Action item: After finding the line with "Query: blue jersey" in the entries below, retype exactly each line from there through the line with "Locate the spectator", including that final line.
╭─ Source information
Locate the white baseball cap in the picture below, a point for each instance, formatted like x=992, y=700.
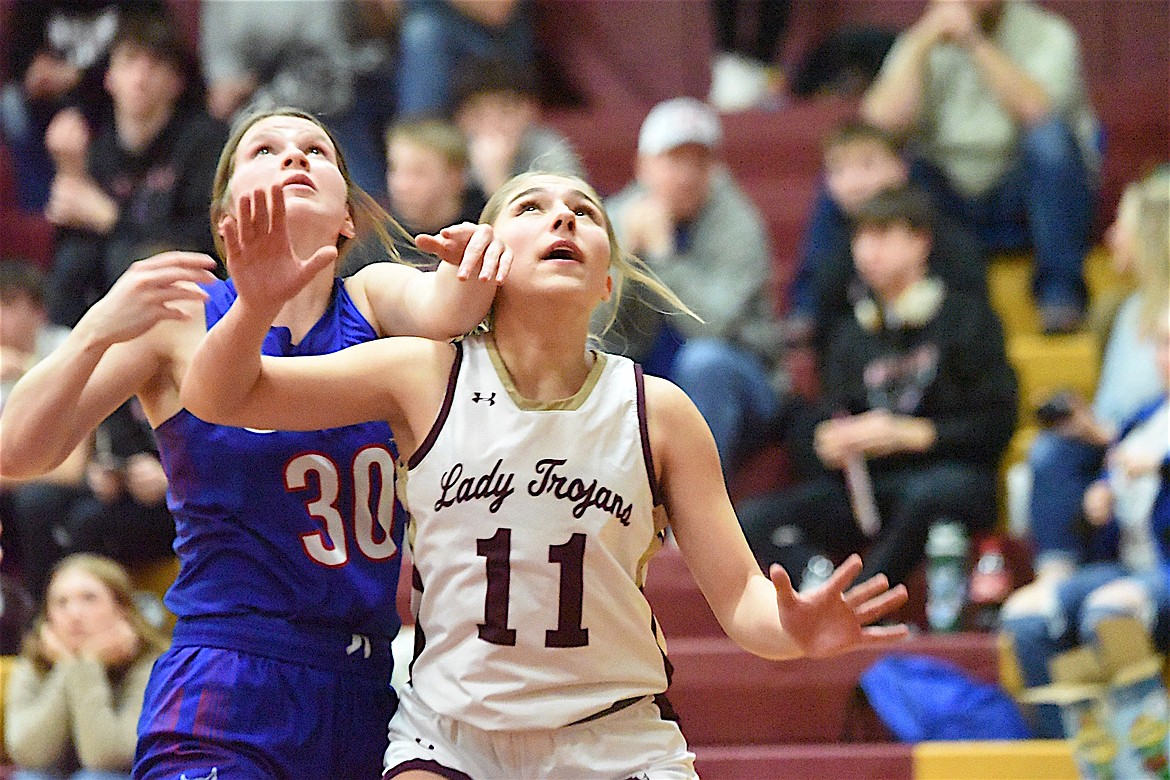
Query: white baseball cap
x=676, y=122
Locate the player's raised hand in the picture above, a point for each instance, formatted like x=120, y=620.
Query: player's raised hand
x=831, y=620
x=150, y=291
x=473, y=248
x=261, y=260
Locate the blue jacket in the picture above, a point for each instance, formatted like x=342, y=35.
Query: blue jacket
x=1160, y=516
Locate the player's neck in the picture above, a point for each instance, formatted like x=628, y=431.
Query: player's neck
x=545, y=364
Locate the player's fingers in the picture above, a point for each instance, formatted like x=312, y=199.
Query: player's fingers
x=844, y=574
x=783, y=584
x=262, y=222
x=881, y=606
x=491, y=260
x=868, y=589
x=474, y=250
x=506, y=260
x=276, y=204
x=881, y=635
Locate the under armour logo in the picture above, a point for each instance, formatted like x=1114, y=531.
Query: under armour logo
x=359, y=641
x=213, y=775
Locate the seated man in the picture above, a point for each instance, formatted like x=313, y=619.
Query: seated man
x=992, y=97
x=860, y=160
x=702, y=236
x=919, y=395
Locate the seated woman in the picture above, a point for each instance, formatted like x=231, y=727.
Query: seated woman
x=76, y=691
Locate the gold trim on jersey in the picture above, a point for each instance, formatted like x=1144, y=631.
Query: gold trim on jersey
x=558, y=405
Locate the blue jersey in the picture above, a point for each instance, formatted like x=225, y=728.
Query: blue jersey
x=296, y=526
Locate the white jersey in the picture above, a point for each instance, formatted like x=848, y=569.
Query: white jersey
x=531, y=526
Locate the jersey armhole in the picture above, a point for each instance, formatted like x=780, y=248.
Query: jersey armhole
x=645, y=433
x=444, y=411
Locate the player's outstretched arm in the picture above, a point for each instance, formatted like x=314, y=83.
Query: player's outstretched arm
x=445, y=304
x=763, y=615
x=122, y=343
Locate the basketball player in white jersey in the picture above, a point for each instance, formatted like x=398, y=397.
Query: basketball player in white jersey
x=539, y=476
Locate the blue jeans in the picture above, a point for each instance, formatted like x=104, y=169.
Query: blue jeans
x=731, y=390
x=1039, y=637
x=22, y=124
x=1044, y=202
x=1061, y=470
x=435, y=39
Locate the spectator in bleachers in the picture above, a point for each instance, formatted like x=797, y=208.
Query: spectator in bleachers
x=859, y=161
x=1131, y=499
x=143, y=184
x=57, y=53
x=699, y=233
x=1066, y=457
x=496, y=108
x=16, y=609
x=309, y=55
x=744, y=73
x=428, y=180
x=917, y=392
x=125, y=517
x=33, y=511
x=75, y=694
x=992, y=96
x=441, y=39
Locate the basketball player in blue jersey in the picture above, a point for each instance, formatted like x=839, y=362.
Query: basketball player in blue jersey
x=539, y=477
x=288, y=542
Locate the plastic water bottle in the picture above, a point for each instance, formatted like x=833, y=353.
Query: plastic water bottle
x=818, y=570
x=947, y=547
╰─
Solution for this problem:
Query: blue jersey
x=296, y=526
Locate the white jersey in the picture above, a point for each instance, formatted like x=848, y=569.
Query: white jersey
x=531, y=526
Locate the jersey armhole in the picture above, a point for each instance, formatted like x=780, y=248.
Query: jersey armhole
x=645, y=433
x=444, y=411
Locate the player's outstretched arm in the picture above, a point for each instance, formatted like x=314, y=83.
Query: player's outstretched arm
x=445, y=304
x=763, y=615
x=122, y=343
Locate the basketball player in white jersey in the picture above, a point for each instance, formatted like x=398, y=397.
Query: basketball player in white jersey
x=539, y=476
Locate the blue jeans in the picture above, a point for each instance, formatted like x=104, y=169.
Query: blue jeans
x=731, y=390
x=1039, y=637
x=22, y=124
x=1044, y=202
x=1061, y=470
x=435, y=39
Locate the spectator in bleachers in the picture above, a point for each instance, formatted like x=797, y=208.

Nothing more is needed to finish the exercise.